Stored data entries
****
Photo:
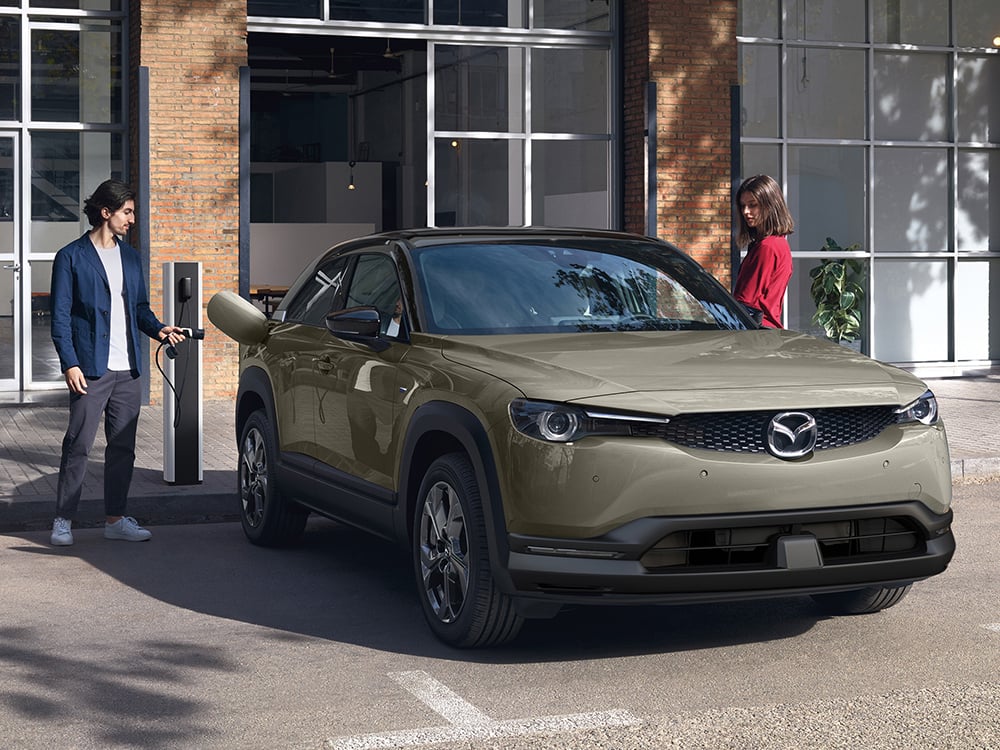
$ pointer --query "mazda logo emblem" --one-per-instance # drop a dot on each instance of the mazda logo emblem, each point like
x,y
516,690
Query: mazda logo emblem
x,y
791,434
****
* Exercise directions: Please print all the data above word for word. Pictures should not appear in the copy.

* Reply:
Photo:
$ pointer --query "mazda logo emblem" --one-per-instance # drop a dot on each instance of the mazda logo emblem, each point like
x,y
516,690
Query: mazda logo emblem
x,y
791,434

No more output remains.